-- Start MATERIAL SHOWN --

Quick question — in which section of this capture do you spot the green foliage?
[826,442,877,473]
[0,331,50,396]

-- End MATERIAL SHOWN --
-- Start MATERIAL SHOWN --

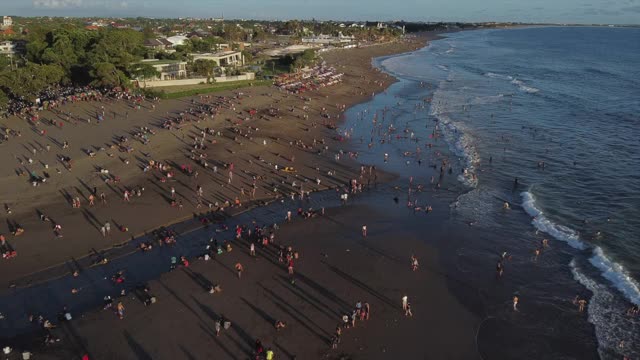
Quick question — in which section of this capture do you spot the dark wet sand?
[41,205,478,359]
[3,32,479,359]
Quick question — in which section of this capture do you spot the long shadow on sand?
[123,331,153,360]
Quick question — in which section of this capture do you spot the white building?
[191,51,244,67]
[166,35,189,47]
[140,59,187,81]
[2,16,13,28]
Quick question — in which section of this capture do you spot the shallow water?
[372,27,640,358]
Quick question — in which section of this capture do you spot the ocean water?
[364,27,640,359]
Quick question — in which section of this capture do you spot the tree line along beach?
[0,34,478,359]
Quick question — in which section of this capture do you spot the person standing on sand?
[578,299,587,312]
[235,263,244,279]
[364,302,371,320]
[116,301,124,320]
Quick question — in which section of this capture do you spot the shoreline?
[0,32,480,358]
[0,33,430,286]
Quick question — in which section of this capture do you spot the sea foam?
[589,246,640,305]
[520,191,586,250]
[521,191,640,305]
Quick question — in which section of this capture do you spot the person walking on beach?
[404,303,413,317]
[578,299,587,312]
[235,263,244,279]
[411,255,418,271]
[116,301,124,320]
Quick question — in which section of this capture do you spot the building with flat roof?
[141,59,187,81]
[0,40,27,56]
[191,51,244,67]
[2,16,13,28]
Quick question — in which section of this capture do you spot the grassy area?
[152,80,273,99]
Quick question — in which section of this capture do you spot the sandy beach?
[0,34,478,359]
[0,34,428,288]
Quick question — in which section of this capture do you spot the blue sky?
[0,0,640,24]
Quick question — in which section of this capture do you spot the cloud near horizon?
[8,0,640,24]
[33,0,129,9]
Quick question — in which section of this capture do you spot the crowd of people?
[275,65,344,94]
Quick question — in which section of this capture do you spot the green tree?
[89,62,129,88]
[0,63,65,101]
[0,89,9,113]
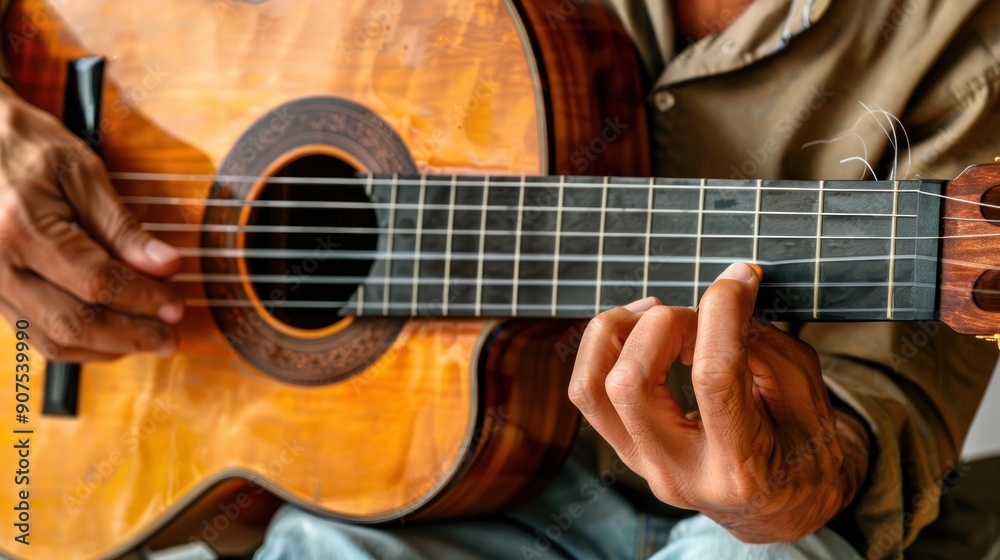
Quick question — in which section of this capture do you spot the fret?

-- End MATERIAL SHOWN --

* _GIVEN REQUEST_
Starting at the line that has "the blue sky?" and stopping after the line that has "spot the fret?", switch "capture" to "image" and write those records out again with everything else unchanged, leaving out the pictures.

* _WRITTEN SOLUTION_
Quick question — in which section of this image do you spot the blue sky?
[0,0,640,24]
Quick question — in which section of this image do you spot the cloud near horizon?
[8,0,640,24]
[33,0,129,9]
Quick question — in which section of this image do you spot the crowd of people?
[275,65,344,94]
Quick question — in which section of this image do you spot the green tree?
[89,62,129,88]
[0,63,65,101]
[0,89,9,113]
Quick question — in which section of this image do you spot the fret?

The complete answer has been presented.